• RECORDS SUPPLIED:
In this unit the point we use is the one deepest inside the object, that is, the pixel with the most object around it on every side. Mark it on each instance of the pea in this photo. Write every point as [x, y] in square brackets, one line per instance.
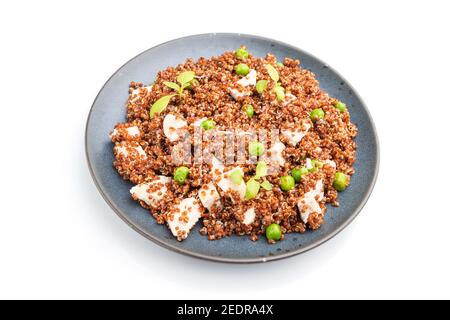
[242, 69]
[316, 114]
[340, 106]
[181, 174]
[252, 189]
[261, 85]
[273, 232]
[249, 110]
[340, 181]
[298, 172]
[287, 183]
[208, 124]
[255, 148]
[241, 53]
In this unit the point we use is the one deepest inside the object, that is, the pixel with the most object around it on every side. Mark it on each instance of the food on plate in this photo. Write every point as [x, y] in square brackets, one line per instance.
[236, 144]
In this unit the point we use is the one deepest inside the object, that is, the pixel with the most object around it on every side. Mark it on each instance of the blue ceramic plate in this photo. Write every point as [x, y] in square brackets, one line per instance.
[109, 109]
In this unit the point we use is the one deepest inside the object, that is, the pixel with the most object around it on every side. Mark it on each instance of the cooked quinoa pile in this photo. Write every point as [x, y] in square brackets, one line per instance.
[284, 184]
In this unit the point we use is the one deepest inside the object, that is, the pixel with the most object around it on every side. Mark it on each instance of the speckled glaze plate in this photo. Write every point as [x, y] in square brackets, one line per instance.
[109, 109]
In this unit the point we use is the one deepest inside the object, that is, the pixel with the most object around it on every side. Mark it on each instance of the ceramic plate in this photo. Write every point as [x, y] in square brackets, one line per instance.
[109, 109]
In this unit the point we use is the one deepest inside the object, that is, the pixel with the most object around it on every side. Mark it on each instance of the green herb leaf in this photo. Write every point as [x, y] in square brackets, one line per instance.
[236, 177]
[252, 189]
[261, 85]
[266, 185]
[172, 85]
[261, 170]
[185, 77]
[273, 73]
[279, 90]
[160, 105]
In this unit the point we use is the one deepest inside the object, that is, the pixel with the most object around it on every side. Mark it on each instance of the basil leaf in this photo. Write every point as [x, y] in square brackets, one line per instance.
[261, 85]
[279, 92]
[185, 77]
[172, 85]
[160, 105]
[261, 170]
[273, 73]
[266, 185]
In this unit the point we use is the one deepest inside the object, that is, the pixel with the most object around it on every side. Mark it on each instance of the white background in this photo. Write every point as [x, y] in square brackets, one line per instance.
[59, 239]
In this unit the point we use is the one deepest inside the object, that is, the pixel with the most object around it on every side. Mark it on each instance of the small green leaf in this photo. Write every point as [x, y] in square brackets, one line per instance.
[266, 185]
[279, 92]
[273, 73]
[261, 170]
[261, 85]
[252, 189]
[236, 177]
[160, 105]
[185, 77]
[172, 85]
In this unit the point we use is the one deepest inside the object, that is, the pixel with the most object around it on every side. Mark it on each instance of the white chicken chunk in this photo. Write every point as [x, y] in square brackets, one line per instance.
[172, 125]
[296, 132]
[249, 79]
[183, 216]
[151, 192]
[309, 203]
[249, 216]
[209, 196]
[226, 184]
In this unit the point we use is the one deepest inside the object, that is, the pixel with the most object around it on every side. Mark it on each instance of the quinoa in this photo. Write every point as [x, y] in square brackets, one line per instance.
[143, 151]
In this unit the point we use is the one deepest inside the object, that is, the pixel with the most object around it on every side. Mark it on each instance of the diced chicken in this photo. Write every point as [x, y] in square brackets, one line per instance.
[296, 132]
[308, 164]
[277, 153]
[127, 149]
[288, 98]
[236, 94]
[216, 168]
[226, 184]
[138, 92]
[309, 203]
[172, 125]
[183, 217]
[209, 196]
[132, 132]
[198, 122]
[249, 216]
[249, 79]
[330, 163]
[151, 192]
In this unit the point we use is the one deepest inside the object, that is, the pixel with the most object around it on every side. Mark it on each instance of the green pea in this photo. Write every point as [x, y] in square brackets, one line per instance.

• WORK TO DO: Verbatim reproduction of every record is required; images are left out.

• COMPLETE RESPONSE:
In this unit the point we use is the one deepest inside the object, that is, the pixel with the most object around it on every side. Mark it on each instance of the pea in this photo. Write every point as [x, y] in square brackets, one line per instance.
[242, 69]
[316, 114]
[340, 106]
[181, 174]
[252, 189]
[261, 85]
[273, 232]
[249, 110]
[340, 181]
[298, 172]
[287, 183]
[208, 124]
[255, 148]
[241, 53]
In this unit the point we use is the one deepest inside the object, that is, the pixel with the most object around it on every side. Mark it on each instance of the food on plate in this photo. Write every point as [x, y] in square brackets, one line per instance.
[236, 144]
In this unit the point we use is the one deepest inside the object, that is, the pixel with the most object around it on every side. Mark it on each instance of the blue ceramic plate in this photo. Write every point as [x, y] in square brackets, one line per instance.
[109, 109]
In this unit the point we use is the one deepest inside the object, that is, the pixel with the most object around it on every side. Mark it on each instance of the cooked quinoa pile in this photo. Write every point as [x, y] in square brackets, one line per instance.
[284, 184]
In this unit the point we use is the one deepest inside the object, that is, the pixel with the most object around it on every side. Mark it on each instance of the speckled glaze plate in this photo. Write every point as [x, y] in square brackets, one line per instance.
[109, 109]
In this unit the point we use is the one deepest inside the object, that is, the pixel with the most object around it on every side. Mark it on each instance of the ceramic plate in this photo. Write every point as [x, y] in square brackets, one line per instance.
[109, 109]
In this unit the point we use is the one deepest inside the object, that is, the pixel with the most object around it on every side. Mark it on each instance of the green herb leaf in this photo. Write every point as [x, y] in square brackets, one line per instance.
[236, 177]
[252, 189]
[261, 85]
[266, 185]
[172, 85]
[261, 170]
[185, 77]
[273, 73]
[279, 90]
[160, 105]
In this unit the point we use is the one deepest inside the object, that is, the pixel with the most object around it on every side. Mark it on each instance of the basil leaf in this photo. Write every point as [x, y] in square brackets, one line per instance.
[261, 85]
[279, 92]
[185, 77]
[172, 85]
[160, 105]
[261, 170]
[273, 73]
[266, 185]
In this unit the point we use is the one deepest inside the object, that is, the pixel with the most object around it on every side. Mark it on each instance of the white background in this photo. Write every point as [x, y] in square brackets, one line per instance.
[59, 239]
In this unit the point we use is the one deepest inside the object, that is, the pixel with the most object around it on every side. Mark it on each instance of the small green leaf in this photo. Write every point as [x, y] in square brackets, one line per instance.
[266, 185]
[279, 92]
[273, 73]
[261, 170]
[261, 85]
[252, 189]
[236, 177]
[160, 105]
[185, 77]
[172, 85]
In this unit the point we use is the one deepest inside the object, that is, the pixel with the most object around it on every side. Mark it on each instance of the white chicken chunk in this photo. Write every point as [x, y] in square brackets, one line per instance.
[172, 125]
[296, 132]
[249, 79]
[183, 216]
[151, 192]
[309, 203]
[249, 216]
[209, 196]
[226, 184]
In this unit the point we use is the one deepest inside the object, that is, the pixel with the most object around it on every side. Mark it on each instance of the quinoa in this photo. Write every point as [x, y] in square brackets, one line per instance.
[143, 151]
In this unit the point we use is the one deepest inside the object, that is, the pixel with the most object around it on every side. Mark it on each instance of the diced chicken in this photo. Write every point as [x, y] in square brackets, one line per instance.
[296, 132]
[308, 164]
[277, 153]
[127, 149]
[288, 98]
[236, 94]
[216, 168]
[226, 184]
[138, 92]
[309, 203]
[172, 125]
[183, 217]
[209, 196]
[132, 132]
[198, 122]
[249, 216]
[249, 79]
[330, 163]
[151, 192]
In this unit the point we use is the one deepest inside the object, that is, the pixel with the most object around it on every side. Mark it on each instance of the green pea in this photo. Write every point as [x, y] in square brackets, one line per instance.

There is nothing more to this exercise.